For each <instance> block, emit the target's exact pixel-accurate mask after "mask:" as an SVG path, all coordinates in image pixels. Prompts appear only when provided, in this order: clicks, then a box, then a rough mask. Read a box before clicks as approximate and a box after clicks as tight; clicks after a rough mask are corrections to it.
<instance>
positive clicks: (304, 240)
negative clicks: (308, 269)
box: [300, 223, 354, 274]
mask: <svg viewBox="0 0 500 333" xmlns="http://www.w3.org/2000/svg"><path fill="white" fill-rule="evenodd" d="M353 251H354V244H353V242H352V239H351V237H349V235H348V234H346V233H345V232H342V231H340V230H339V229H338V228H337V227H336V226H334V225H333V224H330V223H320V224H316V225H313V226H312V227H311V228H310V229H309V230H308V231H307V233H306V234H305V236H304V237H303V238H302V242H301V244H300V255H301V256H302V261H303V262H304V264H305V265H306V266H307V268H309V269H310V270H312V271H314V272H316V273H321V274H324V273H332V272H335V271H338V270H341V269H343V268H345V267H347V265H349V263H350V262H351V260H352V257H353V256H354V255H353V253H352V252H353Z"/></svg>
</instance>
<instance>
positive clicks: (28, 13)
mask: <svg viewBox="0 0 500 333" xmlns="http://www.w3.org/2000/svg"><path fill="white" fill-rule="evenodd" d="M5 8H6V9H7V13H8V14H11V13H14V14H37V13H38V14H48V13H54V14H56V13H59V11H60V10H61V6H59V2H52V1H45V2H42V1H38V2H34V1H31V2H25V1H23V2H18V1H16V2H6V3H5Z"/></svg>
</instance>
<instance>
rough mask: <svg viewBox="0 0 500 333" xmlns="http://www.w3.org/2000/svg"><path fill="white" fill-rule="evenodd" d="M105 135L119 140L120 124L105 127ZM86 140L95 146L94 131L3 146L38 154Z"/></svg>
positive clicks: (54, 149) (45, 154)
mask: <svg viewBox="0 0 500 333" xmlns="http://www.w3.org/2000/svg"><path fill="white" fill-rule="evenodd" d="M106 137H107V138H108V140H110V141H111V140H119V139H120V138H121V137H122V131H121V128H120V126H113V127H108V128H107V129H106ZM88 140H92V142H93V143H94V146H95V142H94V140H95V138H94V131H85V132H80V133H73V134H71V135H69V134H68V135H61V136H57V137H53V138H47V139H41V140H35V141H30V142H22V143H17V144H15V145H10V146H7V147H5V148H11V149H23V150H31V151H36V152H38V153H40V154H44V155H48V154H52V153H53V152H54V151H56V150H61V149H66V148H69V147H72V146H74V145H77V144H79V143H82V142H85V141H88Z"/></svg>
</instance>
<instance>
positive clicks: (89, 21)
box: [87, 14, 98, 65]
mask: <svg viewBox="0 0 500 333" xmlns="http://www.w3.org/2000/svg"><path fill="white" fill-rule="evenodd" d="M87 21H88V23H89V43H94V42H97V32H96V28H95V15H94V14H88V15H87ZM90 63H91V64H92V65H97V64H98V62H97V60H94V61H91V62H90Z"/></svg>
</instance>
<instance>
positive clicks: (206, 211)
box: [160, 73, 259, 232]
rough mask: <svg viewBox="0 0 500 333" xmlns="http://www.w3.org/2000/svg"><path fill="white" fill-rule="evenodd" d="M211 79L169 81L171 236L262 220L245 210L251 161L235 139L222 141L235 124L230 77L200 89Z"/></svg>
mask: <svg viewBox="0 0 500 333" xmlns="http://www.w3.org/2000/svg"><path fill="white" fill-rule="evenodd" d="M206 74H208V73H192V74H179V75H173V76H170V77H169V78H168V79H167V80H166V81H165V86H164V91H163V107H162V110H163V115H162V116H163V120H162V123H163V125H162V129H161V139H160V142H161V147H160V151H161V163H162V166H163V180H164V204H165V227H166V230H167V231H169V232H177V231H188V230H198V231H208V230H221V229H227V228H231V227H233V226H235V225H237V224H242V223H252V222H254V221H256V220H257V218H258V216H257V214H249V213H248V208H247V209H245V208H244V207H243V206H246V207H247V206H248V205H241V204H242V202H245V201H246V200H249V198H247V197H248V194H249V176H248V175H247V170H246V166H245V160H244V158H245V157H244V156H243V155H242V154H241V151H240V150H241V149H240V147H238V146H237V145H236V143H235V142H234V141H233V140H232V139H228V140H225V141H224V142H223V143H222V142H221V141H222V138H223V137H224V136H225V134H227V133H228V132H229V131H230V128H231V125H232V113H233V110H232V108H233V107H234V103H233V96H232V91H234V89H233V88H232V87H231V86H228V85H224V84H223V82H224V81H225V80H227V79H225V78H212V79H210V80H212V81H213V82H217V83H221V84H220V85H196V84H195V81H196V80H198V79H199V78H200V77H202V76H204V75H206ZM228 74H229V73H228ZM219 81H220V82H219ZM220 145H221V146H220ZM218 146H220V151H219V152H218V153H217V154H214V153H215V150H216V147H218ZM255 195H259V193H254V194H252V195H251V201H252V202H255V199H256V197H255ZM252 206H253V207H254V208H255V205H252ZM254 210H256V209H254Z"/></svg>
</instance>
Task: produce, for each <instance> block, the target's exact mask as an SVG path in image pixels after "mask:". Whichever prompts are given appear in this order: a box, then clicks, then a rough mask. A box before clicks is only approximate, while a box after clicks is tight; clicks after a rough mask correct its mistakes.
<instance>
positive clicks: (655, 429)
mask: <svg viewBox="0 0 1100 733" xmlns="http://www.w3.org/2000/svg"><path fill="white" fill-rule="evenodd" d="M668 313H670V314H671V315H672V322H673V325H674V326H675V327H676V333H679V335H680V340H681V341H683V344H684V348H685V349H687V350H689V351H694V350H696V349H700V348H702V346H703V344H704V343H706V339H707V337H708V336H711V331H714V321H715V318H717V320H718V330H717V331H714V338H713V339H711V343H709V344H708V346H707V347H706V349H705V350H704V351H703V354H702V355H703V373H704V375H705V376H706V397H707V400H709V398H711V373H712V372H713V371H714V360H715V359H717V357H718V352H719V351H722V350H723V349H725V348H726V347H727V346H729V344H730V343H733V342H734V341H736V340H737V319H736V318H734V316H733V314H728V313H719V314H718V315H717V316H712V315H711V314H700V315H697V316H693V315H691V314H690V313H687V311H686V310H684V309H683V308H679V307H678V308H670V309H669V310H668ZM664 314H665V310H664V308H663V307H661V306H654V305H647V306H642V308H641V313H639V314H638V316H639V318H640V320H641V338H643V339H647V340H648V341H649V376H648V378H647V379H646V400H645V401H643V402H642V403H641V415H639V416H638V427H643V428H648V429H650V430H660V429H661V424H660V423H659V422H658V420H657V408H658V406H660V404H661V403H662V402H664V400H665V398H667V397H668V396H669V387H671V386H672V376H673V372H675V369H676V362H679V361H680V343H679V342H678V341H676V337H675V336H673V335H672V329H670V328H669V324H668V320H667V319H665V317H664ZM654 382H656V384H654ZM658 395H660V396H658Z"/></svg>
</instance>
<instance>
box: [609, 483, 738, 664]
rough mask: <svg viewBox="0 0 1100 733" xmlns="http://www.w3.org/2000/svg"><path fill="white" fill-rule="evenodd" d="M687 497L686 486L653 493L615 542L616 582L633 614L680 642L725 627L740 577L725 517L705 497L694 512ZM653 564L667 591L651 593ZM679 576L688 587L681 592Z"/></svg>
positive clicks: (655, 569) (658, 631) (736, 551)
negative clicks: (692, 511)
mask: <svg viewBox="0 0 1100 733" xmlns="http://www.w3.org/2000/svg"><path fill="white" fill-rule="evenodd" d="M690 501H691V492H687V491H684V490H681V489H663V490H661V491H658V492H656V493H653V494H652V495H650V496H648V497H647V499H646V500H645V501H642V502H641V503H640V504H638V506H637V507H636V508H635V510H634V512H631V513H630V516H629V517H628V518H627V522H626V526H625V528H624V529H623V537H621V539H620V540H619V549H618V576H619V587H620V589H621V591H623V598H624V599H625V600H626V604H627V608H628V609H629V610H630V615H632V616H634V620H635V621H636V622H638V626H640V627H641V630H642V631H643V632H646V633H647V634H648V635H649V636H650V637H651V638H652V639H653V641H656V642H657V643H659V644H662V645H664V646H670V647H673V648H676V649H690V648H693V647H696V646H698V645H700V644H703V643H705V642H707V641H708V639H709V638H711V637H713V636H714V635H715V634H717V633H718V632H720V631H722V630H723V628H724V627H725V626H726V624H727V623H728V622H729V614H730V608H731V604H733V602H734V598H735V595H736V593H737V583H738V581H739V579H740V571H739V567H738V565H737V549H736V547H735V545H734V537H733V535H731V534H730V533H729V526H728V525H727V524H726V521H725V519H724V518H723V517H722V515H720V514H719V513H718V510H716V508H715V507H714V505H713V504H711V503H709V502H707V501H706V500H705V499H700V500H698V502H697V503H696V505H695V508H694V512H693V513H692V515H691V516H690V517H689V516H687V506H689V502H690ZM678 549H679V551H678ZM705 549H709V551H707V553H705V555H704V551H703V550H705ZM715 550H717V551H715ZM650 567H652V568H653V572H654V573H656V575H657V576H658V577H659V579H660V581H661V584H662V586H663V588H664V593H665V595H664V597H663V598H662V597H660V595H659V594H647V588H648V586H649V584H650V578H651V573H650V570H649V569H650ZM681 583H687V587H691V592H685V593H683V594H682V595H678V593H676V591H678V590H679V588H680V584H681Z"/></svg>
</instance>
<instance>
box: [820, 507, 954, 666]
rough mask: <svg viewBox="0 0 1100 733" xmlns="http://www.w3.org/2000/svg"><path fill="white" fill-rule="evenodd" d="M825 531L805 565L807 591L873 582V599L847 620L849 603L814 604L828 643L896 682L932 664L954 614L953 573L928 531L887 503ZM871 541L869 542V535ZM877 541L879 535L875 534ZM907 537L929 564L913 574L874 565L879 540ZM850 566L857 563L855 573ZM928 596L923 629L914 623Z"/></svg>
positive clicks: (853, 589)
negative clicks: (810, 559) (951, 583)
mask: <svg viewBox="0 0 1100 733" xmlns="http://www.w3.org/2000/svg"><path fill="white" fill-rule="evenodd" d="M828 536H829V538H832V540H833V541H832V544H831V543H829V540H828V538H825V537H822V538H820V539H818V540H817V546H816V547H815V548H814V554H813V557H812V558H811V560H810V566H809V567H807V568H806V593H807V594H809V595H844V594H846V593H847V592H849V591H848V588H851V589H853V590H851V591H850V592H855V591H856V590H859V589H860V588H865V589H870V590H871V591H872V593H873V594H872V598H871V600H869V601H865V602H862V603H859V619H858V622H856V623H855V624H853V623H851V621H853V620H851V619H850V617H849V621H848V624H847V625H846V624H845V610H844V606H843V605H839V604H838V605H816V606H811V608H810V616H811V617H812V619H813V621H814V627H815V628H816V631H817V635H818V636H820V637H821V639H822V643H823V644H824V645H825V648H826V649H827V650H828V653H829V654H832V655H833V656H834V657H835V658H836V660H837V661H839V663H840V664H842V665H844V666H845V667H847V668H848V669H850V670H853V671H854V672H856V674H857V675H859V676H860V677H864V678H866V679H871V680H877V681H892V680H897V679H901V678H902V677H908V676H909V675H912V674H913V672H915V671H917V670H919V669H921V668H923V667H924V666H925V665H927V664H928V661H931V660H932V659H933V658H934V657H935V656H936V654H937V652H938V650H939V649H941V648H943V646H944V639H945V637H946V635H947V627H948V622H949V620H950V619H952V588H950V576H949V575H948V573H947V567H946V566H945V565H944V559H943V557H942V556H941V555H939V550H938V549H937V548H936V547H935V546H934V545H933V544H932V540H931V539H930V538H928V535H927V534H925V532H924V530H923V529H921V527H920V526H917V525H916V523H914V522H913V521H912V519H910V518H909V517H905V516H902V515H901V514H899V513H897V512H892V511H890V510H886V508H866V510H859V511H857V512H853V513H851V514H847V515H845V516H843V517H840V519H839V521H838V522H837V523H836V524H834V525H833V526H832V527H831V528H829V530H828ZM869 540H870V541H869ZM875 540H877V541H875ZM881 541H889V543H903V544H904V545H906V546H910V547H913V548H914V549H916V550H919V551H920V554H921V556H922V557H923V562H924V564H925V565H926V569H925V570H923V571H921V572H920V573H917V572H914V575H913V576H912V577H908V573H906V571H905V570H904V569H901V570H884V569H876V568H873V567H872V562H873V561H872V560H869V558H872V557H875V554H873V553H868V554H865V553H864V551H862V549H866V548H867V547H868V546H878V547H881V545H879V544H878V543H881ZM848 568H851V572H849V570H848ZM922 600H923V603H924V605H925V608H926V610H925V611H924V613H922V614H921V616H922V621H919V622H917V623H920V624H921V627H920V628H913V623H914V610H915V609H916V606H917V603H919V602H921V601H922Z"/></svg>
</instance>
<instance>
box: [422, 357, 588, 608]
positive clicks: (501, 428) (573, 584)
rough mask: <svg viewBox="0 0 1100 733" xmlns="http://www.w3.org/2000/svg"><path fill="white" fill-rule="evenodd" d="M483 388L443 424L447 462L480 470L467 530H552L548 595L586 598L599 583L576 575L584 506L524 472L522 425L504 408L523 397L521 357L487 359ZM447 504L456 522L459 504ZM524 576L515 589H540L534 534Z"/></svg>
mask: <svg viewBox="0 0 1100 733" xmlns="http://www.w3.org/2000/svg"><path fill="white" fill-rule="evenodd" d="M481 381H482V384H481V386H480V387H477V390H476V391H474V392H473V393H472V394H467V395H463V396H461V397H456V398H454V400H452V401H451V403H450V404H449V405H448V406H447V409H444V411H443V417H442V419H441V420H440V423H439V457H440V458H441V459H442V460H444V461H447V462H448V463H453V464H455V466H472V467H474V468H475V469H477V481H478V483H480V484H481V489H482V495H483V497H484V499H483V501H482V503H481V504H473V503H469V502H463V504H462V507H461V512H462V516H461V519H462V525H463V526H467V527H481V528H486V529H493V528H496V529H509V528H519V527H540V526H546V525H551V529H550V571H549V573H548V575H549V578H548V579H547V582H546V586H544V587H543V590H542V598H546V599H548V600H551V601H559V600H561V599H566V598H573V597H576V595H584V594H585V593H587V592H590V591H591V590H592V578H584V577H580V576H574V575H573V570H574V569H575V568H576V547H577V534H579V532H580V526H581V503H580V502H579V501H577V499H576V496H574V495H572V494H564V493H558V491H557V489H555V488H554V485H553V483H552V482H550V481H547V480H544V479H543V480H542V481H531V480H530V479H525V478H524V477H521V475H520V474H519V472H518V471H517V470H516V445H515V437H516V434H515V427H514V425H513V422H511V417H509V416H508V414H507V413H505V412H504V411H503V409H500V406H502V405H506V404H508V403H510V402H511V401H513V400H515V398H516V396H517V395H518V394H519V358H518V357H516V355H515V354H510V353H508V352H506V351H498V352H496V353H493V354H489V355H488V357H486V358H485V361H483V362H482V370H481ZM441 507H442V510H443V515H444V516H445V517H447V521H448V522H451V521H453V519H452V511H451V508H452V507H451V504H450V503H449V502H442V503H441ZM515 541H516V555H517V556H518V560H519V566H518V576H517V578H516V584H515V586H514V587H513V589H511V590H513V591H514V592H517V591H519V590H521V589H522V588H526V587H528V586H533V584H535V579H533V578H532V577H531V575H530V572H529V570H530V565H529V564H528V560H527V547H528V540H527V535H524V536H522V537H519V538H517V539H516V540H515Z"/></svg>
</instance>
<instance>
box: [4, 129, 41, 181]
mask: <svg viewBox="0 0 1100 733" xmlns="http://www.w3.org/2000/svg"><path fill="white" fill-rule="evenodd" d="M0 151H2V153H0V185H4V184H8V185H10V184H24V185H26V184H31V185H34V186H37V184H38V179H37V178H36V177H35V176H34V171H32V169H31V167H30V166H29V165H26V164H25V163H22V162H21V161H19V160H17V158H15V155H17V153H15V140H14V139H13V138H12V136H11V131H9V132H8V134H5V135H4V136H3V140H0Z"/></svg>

■ PROBLEM TO SOLVE ■
From the listing above, return each line with the word "this".

■ WRITTEN ANSWER ■
For each <instance> block, emit the target's exact pixel-accurate mask after "mask:" as an SVG path, all coordinates in image pixels. Prompts appear only when provided, in this order: clicks, then a box, then a rough mask. Read a box before clicks as approximate and a box after clicks as tight; clicks after a rough mask are corrections to it.
Task: produce, for each <instance> block, the target's exact mask as an SVG path in image pixels after "mask:". Whichever prompts are given appear in this order: a box, then clicks, then a rough mask. A box before clicks is only approximate, while a box after clicks is tight; clicks after a rough mask correct its mistakes.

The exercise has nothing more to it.